▶ _Tarefa A_:
Responda a estas perguntas com base no texto sobre o Portugal vs. Coreia do Sul:
(i) Em que época Paulo Bento e Fernando Santos partilharam o balneário do Sporting?
(ii) Que titulares do jogo vs. Gana se mantêm?
(iii) De que ano é a situação embaraçosa?
── Texto de leitura
Portugal vs. Coreia do Sul: O futuro é já hoje
Portugal vs. Coreia do Sul: O futuro é já hoje
Paulo Bento e Fernando Santos, olha que dois. Juntos, partilham o amor pelo Estrela. E depois o balneário do Sporting, em 2003-04. Separados, vivem o dérbi Benfica vs Sporting em 2005-06. A vantagem é de Fernando Santos, com 2:0 no José Alvalade (golos de Simão mais Ricardo Rocha) e 1:1 na Luz (Liedson e Miccoli).
É hoje, o Portugal vs. Coreia do Sul para a terceira jornada da fase de grupos. A ideia é dar minutos a António Silva, Dalot, Vitinha, Matheus Nunes, João Mário e Ricardo Horta. Dos titulares do primeiro jogo do Mundial, vs. Gana, só se mantêm Diogo Costa, Cancelo e Ronaldo. Se a Coreia repetir os cinco Kim na defesa, é um mimo. Fora de brincadeira, a Coreia é das poucas selecções com saldo positivo vs. Portugal: um jogo, uma vitória, um golo marcado e zero sofridos.
A situação embaraçosa é já de 2002, também terceira jornada da fase de grupos. Pela primeira vez na história dos Mundiais, o factor de desempate nas contas do grupo diz respeito à diferença de golos no total dos três jogos em vez do confronto directo. Ou seja, em caso de empate vs. Coreia do Sul e derrota dos EUA vs. Polónia, estende-se a passadeira vermelha para Portugal rumo aos oitavos-de-final.
────
── Material da tarefa
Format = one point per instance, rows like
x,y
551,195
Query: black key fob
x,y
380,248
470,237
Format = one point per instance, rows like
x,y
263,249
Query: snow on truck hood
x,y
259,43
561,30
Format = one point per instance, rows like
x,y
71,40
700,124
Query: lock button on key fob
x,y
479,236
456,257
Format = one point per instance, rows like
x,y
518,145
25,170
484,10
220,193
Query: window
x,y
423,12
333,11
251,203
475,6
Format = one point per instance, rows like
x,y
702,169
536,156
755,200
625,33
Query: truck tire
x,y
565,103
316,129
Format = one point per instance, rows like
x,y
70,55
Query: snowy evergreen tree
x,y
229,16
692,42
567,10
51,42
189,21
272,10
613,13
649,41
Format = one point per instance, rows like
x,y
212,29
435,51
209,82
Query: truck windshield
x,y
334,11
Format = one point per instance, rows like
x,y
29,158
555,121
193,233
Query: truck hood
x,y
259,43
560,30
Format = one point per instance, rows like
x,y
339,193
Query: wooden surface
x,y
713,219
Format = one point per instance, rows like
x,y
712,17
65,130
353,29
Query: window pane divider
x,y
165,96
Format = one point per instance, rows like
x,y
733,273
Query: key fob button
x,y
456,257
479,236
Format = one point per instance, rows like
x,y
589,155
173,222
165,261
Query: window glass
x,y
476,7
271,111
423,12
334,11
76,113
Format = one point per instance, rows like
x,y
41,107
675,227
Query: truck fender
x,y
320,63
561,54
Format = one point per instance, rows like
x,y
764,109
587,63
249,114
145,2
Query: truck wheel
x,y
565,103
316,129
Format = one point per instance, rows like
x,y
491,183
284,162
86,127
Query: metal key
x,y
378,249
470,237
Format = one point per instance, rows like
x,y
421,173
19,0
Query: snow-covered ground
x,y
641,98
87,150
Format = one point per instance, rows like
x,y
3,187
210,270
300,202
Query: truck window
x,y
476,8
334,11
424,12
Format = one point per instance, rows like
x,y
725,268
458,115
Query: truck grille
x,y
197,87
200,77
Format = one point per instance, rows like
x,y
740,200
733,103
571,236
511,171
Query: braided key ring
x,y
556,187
────
▶ _Tarefa B_: Reproduza, por favor, todos os registos, linha a linha e sem qualquer alteração.

▶ _Resposta esperada A_:
(i) 2003-04
(ii) Diogo Costa, Cancelo e Ronaldo
(iii) 2002

▶ _Resposta esperada B_:
Format = one point per instance, rows like
x,y
551,195
Query: black key fob
x,y
380,248
470,237
Format = one point per instance, rows like
x,y
263,249
Query: snow on truck hood
x,y
259,43
561,30
Format = one point per instance, rows like
x,y
71,40
700,124
Query: lock button on key fob
x,y
479,236
456,257
Format = one point per instance, rows like
x,y
518,145
25,170
484,10
220,193
Query: window
x,y
423,12
333,11
251,203
475,6
Format = one point per instance, rows like
x,y
702,169
536,156
755,200
625,33
Query: truck tire
x,y
565,103
316,129
Format = one point per instance, rows like
x,y
70,55
Query: snowy evergreen tree
x,y
229,16
692,42
567,10
51,42
189,21
272,10
613,13
649,41
Format = one point per instance, rows like
x,y
212,29
435,51
209,82
Query: truck windshield
x,y
334,11
Format = one point per instance, rows like
x,y
29,158
555,121
193,233
Query: truck hood
x,y
259,43
560,30
Format = one point per instance, rows like
x,y
339,193
Query: wooden surface
x,y
713,219
Format = one point per instance, rows like
x,y
712,17
65,130
353,29
Query: window pane divider
x,y
165,96
Format = one point per instance, rows like
x,y
733,273
Query: key fob button
x,y
456,257
479,236
Format = one point per instance, rows like
x,y
589,155
173,222
165,261
Query: window glass
x,y
476,7
271,111
423,12
334,11
76,113
Format = one point per instance, rows like
x,y
41,107
675,227
Query: truck fender
x,y
320,63
561,54
Format = one point per instance, rows like
x,y
764,109
587,63
249,114
145,2
Query: truck wheel
x,y
565,103
316,129
Format = one point per instance, rows like
x,y
491,183
284,162
86,127
Query: metal key
x,y
378,249
470,237
Format = one point per instance, rows like
x,y
421,173
19,0
Query: snow-covered ground
x,y
641,98
87,150
Format = one point per instance, rows like
x,y
3,187
210,270
300,202
Query: truck window
x,y
476,8
334,11
424,12
Format = one point per instance, rows like
x,y
725,268
458,115
Query: truck grille
x,y
197,87
200,77
Format = one point per instance, rows like
x,y
740,200
733,103
571,236
511,171
Query: braided key ring
x,y
556,187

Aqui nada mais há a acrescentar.